→ Task
Without changing anything, copy out each entry.

Text-to-region grounding data:
════════
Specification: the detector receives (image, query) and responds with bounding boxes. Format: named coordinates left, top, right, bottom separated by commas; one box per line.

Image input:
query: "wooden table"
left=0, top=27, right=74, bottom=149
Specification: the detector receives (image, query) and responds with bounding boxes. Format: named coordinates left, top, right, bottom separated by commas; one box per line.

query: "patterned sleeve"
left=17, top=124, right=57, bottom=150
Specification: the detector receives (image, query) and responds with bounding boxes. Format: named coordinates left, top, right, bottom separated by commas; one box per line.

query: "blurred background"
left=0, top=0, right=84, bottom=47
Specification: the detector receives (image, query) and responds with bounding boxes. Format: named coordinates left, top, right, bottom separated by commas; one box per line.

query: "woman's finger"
════════
→ Answer to the problem
Specification: the detector receives (image, query) and responds with bounding boxes. Format: named coordinates left, top, right, bottom separated by commas; one box per line.

Image input:
query: "wooden table"
left=0, top=27, right=74, bottom=149
Specification: the detector receives (image, query) and responds with bounding boxes. Format: named coordinates left, top, right, bottom separated by commas; one box per line.

query: "patterned sleeve"
left=17, top=124, right=57, bottom=150
Specification: the detector receives (image, query) and responds with bounding boxes. Format: named coordinates left, top, right, bottom separated by commas; one box per line.

query: "blurred background"
left=0, top=0, right=84, bottom=47
Specification: the detector receives (image, query) and responds with bounding boxes. Format: named coordinates left, top, right, bottom separated by commas; one box per line.

query: "woman's finger"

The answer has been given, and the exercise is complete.